> _EXERCISE MATERIAL_:
──────

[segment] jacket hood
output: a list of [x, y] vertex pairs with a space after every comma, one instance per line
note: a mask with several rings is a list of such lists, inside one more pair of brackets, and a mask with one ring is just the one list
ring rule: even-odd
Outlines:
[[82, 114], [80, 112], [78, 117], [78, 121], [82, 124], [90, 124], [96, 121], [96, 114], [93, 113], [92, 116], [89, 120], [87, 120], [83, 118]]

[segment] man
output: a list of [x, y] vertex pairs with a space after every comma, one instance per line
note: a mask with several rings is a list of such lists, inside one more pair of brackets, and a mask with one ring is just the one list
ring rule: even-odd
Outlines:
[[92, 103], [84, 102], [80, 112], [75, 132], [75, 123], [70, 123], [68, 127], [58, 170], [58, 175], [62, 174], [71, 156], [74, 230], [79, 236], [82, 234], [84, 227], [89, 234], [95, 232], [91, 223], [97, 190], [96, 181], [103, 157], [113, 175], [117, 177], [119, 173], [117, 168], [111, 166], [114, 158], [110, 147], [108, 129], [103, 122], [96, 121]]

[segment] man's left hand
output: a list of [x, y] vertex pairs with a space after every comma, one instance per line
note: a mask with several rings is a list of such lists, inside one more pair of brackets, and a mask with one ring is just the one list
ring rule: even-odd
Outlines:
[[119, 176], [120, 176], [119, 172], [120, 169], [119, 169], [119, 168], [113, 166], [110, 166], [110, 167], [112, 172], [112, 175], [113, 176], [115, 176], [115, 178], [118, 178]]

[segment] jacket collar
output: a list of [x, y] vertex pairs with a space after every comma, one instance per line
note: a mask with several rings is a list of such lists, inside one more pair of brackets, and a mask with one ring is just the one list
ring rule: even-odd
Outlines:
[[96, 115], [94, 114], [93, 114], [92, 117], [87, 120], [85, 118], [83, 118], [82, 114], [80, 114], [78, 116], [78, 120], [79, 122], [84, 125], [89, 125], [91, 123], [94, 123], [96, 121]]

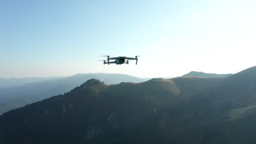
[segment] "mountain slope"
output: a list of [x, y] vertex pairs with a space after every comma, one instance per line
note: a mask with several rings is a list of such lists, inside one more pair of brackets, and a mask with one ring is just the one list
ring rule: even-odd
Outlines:
[[0, 114], [26, 104], [70, 91], [90, 79], [97, 79], [107, 84], [121, 82], [141, 82], [136, 77], [118, 74], [80, 74], [66, 78], [27, 83], [9, 88], [0, 89]]
[[113, 85], [92, 79], [4, 113], [0, 142], [254, 143], [255, 69]]
[[[190, 80], [195, 80], [187, 81]], [[179, 88], [185, 89], [179, 83]], [[148, 143], [151, 140], [158, 142], [171, 118], [166, 109], [179, 105], [188, 98], [188, 95], [183, 95], [171, 79], [114, 85], [90, 80], [63, 95], [4, 113], [0, 119], [4, 141], [95, 143], [104, 140], [113, 143]], [[19, 128], [15, 133], [22, 134], [13, 135], [14, 128]], [[156, 132], [148, 129], [160, 133], [152, 136]], [[22, 132], [25, 131], [27, 133]], [[175, 135], [173, 133], [172, 135]], [[8, 138], [15, 136], [18, 137]], [[153, 139], [146, 139], [148, 136]]]

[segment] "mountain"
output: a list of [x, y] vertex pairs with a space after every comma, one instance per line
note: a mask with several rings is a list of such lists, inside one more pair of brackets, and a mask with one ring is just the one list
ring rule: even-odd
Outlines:
[[0, 116], [1, 143], [254, 143], [256, 67], [69, 92]]
[[231, 74], [209, 74], [205, 73], [203, 72], [197, 72], [192, 71], [188, 74], [184, 75], [183, 76], [195, 76], [202, 77], [225, 77], [231, 75]]
[[28, 83], [32, 83], [46, 80], [57, 80], [65, 77], [54, 76], [49, 77], [27, 77], [27, 78], [0, 78], [0, 88], [14, 87], [25, 85]]
[[0, 88], [0, 114], [28, 104], [70, 91], [90, 79], [106, 84], [140, 82], [146, 80], [119, 74], [79, 74], [65, 78], [30, 83], [18, 87]]

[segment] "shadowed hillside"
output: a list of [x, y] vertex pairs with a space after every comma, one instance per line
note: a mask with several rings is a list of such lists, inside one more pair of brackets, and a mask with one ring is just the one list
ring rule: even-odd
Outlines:
[[254, 143], [256, 67], [225, 78], [91, 79], [0, 117], [1, 143]]
[[121, 82], [146, 81], [136, 77], [118, 74], [79, 74], [55, 80], [48, 80], [13, 88], [0, 88], [0, 114], [28, 104], [63, 94], [90, 79], [97, 79], [108, 85]]

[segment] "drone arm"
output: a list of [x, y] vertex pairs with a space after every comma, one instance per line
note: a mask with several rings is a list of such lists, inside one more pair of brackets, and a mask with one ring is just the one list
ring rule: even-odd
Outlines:
[[117, 57], [110, 57], [109, 58], [109, 59], [117, 59]]
[[127, 57], [127, 59], [130, 59], [130, 60], [136, 60], [135, 58], [132, 58], [132, 57]]
[[111, 64], [111, 63], [115, 63], [115, 62], [104, 62], [104, 64], [108, 64], [108, 65], [109, 65], [109, 64]]

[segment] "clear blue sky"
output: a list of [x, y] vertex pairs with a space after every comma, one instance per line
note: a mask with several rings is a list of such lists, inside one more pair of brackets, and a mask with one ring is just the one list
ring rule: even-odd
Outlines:
[[256, 65], [255, 1], [1, 1], [0, 77], [235, 73]]

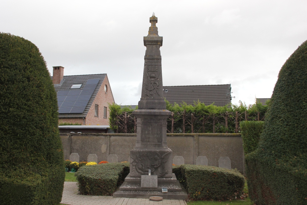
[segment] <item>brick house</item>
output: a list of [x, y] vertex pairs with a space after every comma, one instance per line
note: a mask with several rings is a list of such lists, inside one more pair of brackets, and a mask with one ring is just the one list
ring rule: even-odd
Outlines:
[[220, 85], [163, 86], [163, 96], [171, 104], [183, 102], [193, 105], [199, 100], [206, 105], [217, 106], [231, 104], [231, 86]]
[[64, 67], [53, 68], [59, 123], [108, 125], [108, 104], [115, 101], [107, 74], [64, 76]]

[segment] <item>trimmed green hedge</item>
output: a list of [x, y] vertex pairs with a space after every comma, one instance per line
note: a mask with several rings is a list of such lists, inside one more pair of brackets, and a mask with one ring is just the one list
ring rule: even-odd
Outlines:
[[38, 49], [0, 33], [0, 203], [60, 202], [65, 173], [57, 109]]
[[181, 170], [178, 177], [184, 179], [190, 199], [232, 199], [240, 196], [244, 188], [244, 177], [236, 170], [190, 164], [175, 168], [175, 175]]
[[83, 195], [111, 196], [129, 173], [129, 162], [108, 163], [79, 169], [75, 175], [79, 193]]
[[307, 204], [307, 41], [278, 74], [258, 147], [245, 157], [257, 205]]
[[262, 121], [241, 121], [240, 123], [245, 155], [254, 152], [258, 147], [264, 124]]

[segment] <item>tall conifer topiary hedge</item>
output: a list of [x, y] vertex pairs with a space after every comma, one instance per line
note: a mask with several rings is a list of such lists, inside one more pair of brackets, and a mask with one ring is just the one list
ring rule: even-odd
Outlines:
[[56, 98], [37, 47], [0, 33], [0, 204], [60, 202], [65, 168]]
[[257, 205], [307, 204], [306, 113], [307, 41], [281, 69], [259, 146], [246, 157]]

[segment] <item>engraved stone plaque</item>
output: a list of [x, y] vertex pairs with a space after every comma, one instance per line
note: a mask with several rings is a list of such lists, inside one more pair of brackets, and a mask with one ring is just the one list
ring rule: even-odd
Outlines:
[[199, 156], [196, 159], [196, 165], [208, 166], [208, 159], [205, 156]]
[[157, 175], [142, 175], [141, 178], [141, 188], [158, 188]]
[[221, 157], [219, 160], [219, 167], [231, 169], [231, 162], [228, 157]]
[[173, 164], [175, 165], [185, 164], [185, 159], [182, 156], [175, 156], [173, 159]]
[[107, 160], [110, 163], [118, 162], [118, 158], [116, 155], [110, 155], [108, 157]]
[[87, 156], [87, 162], [95, 162], [98, 163], [98, 157], [95, 154], [90, 154]]

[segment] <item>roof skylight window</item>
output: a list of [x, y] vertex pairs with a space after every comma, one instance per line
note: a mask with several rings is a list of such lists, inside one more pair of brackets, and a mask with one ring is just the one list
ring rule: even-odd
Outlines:
[[82, 86], [82, 84], [73, 84], [70, 89], [78, 89], [81, 88]]

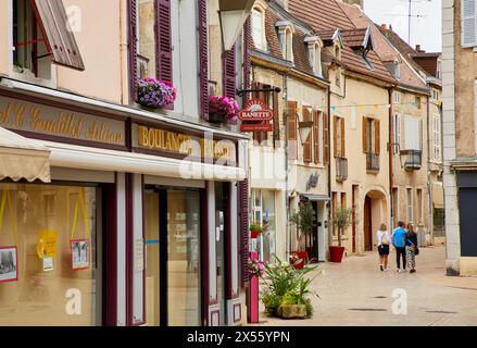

──────

> _TASK STATEMENT_: Reproduce the lines of the data word for word, starting at the line containing "[segment] <item>brick house</item>" and ending at the line containing "74], [64, 76]]", with both of those lines included.

> _TASK RESPONSE_:
[segment] <item>brick house</item>
output: a list of [x, y] vertex pairs with a space after every comma, one instance per line
note: a mask with several rings is a list of such lists, inside one more pair of brackets, and a mask with one ring is just the one list
ring rule: even-odd
Outlines:
[[220, 85], [163, 86], [163, 96], [171, 104], [183, 102], [193, 105], [199, 100], [206, 105], [217, 106], [231, 104], [231, 86]]
[[64, 67], [53, 68], [59, 123], [108, 125], [108, 104], [115, 101], [107, 74], [64, 76]]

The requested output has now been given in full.